**GIVEN EXERCISE**
Rewrite every line of the listing below as a numbered list, omitting blank lines. Leave the pictures out of the list.

**RECORDS TO PROCESS**
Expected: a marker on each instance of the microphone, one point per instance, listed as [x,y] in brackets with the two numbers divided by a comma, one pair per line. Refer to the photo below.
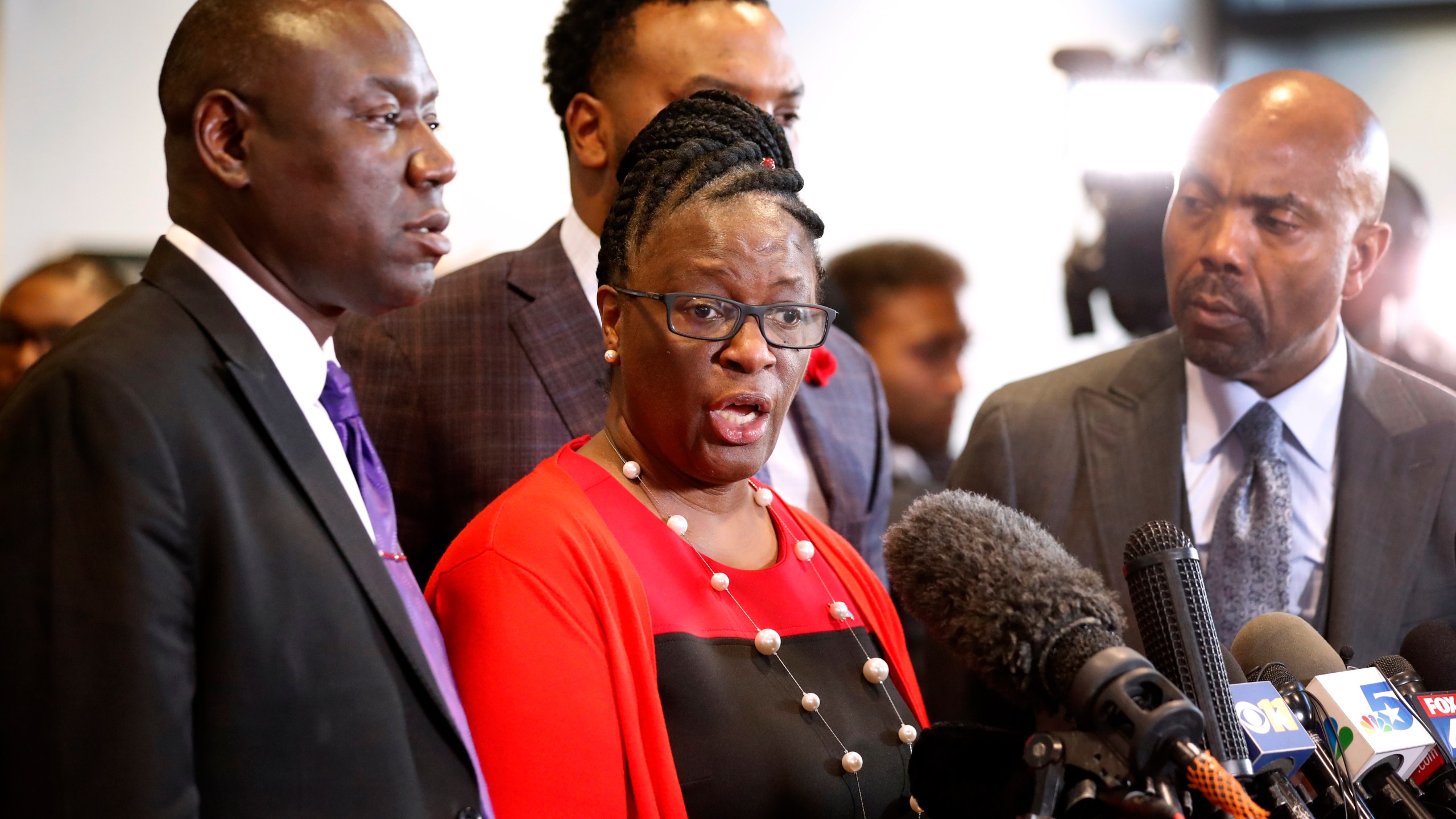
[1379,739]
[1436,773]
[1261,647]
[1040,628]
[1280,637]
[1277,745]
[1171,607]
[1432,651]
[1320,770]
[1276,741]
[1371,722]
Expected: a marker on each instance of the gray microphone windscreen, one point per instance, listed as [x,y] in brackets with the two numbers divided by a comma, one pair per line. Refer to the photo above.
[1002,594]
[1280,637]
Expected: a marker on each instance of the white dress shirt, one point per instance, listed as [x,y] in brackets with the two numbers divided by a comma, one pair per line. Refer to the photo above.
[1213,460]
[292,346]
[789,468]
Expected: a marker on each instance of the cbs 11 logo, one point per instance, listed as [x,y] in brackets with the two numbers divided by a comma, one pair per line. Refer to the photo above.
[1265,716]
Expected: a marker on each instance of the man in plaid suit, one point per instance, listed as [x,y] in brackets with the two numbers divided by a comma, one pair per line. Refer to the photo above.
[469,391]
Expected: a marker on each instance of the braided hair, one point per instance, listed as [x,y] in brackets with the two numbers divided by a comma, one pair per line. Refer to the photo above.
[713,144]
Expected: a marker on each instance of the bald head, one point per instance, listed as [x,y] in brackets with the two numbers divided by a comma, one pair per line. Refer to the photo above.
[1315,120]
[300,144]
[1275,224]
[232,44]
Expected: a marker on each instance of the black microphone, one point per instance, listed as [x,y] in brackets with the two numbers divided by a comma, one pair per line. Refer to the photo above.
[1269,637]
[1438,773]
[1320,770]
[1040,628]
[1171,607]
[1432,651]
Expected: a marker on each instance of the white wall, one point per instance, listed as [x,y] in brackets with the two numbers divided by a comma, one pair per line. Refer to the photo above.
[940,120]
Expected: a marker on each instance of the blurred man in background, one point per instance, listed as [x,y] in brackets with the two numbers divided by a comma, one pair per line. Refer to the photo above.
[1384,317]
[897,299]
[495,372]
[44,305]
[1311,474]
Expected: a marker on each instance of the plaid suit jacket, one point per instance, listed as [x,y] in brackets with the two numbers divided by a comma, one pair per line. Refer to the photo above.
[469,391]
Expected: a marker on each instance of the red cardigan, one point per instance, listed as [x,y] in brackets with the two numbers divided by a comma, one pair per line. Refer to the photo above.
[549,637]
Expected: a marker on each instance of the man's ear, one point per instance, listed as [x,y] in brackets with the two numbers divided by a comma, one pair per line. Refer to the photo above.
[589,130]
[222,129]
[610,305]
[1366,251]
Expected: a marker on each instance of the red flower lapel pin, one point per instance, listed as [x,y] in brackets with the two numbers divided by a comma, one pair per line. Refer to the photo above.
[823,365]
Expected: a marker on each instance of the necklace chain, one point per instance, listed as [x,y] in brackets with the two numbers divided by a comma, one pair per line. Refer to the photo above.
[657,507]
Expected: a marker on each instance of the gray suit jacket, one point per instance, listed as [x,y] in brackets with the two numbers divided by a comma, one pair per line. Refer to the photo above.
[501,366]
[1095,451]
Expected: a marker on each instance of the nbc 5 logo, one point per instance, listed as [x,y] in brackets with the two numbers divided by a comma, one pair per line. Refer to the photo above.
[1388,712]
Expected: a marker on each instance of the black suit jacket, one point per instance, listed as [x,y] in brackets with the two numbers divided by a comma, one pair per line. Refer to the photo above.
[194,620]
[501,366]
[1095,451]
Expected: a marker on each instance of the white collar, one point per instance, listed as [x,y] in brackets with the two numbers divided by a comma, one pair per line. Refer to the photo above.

**EXERCISE SOLUTION**
1. Expected: a marker on each instance of the microphone, one point per instance, listed as [x,y] in brackets with the two numbers divided by a comma, one pair per line. Refer to the photo below.
2. [1379,739]
3. [1436,773]
4. [1261,647]
5. [1040,628]
6. [1280,637]
7. [1277,745]
8. [1171,607]
9. [1432,651]
10. [1320,770]
11. [1276,741]
12. [1371,722]
13. Expected: a marker on each instance of the gray microphone windscreen, one point per instance, listed as [x,y] in brackets with the two numbers divided by a comma, one pair per line. Refer to the photo above.
14. [1002,594]
15. [1280,637]
16. Expected: a marker on each instance of the white dress shirt, one point per instance, listed as [x,y] in brackets with the two numbers divided by a comma, one pair per line. Refer to the photo above.
17. [1213,460]
18. [292,346]
19. [789,468]
20. Expected: a marker on each instance of the cbs 11 logo, one point per instance, listed as [x,y] in brackets with the two numbers divided by a comma, one pair per line. Refer to the photo above.
21. [1265,716]
22. Expected: a marker on each instance of the man in plaid suit, one point per instance, listed as [x,y] in brackets with the two numbers divided by a comma, one pair per line. Refer to the photo above.
23. [469,391]
24. Expected: a marker on each instance of the braided hair, one point per instance, listed as [x,y] in brackets with the two numbers divided by a comma, one pair per line. Refer to the photo above.
25. [713,144]
26. Expected: a marker on each instance of the bald head, one point per instance, listed as [x,y] in brackets with the two numbers divided by a comma, one pair per line. Refer to the photo above.
27. [1315,120]
28. [300,144]
29. [1275,224]
30. [232,44]
31. Expected: a marker on each instance of the black microphone, one point per instance, listed as [x,y] in brackets with the two numbers divided by a comma, one pair per line. Refer to the photo above.
32. [1269,637]
33. [1438,773]
34. [1320,770]
35. [1040,628]
36. [1171,607]
37. [1432,651]
38. Expected: a marker on each instance of the white wall, one point per instance, listed as [x,y] in brackets with the two numbers divided by a comma, one pair per line. Refer to the photo above.
39. [940,120]
40. Expected: a marker on each instance of the blurred man in background, one point per instance, listed as [x,y] in brackets with the two numbers divided by a comma, one pair per line. Refer to the photo above.
41. [1384,317]
42. [897,299]
43. [495,372]
44. [44,305]
45. [1311,474]
46. Expected: a marker on each instance of the plaid suit jacket, one point per instance, listed as [x,y] in brackets with the two numbers divided by a comma, one pair per line. Refer to the photo above.
47. [469,391]
48. Expected: a marker on each instance of the red cardigan, one point per instance, listed as [x,y] in brackets with the two numbers divided by a comma, one pair per line. Refer to the photo above.
49. [549,637]
50. Expected: a marker on each instance of the man's ear, one point per instance, listed as [x,y] in brackets with the two numbers divided by a comma, one pair per line. Refer to the photo above.
51. [589,130]
52. [222,129]
53. [610,305]
54. [1366,251]
55. Expected: a marker on each instance of the red flower lapel pin, one point per instance, listed as [x,y] in brackets with the two numbers divided by a comma, one pair per line. Refer to the photo above.
56. [823,365]
57. Expected: a marker on each instance of the necklace chain, one point per instance, listed as [x,y] in brackets with the two numbers divided by a comma, one pair per line. Refer to the photo above.
58. [657,507]
59. Expected: a marker on each instance of the gray suit jacket, one point per instance, listed as [x,y] in brackets with the two numbers divided by a comma, one pair per line. Refer to the photo above.
60. [501,366]
61. [1095,451]
62. Expected: a marker on each instance of the nbc 5 logo, one point per instance, listed as [x,y] in brackets with the two numbers divided by a comma, one pair per line. Refer to the photo above.
63. [1388,712]
64. Expected: a marker on each instance of the black suit jacket, one point per instance, listed as [x,y] in brackets with the two numbers divided by a comma, one pair per line. Refer to the photo above.
65. [194,620]
66. [501,366]
67. [1095,451]
68. Expected: a marker on each instance of the white collar, one point per instance, listed as [x,y] in brackets with the two numbers divided by a comma, one pair per line. Refer to the photo above.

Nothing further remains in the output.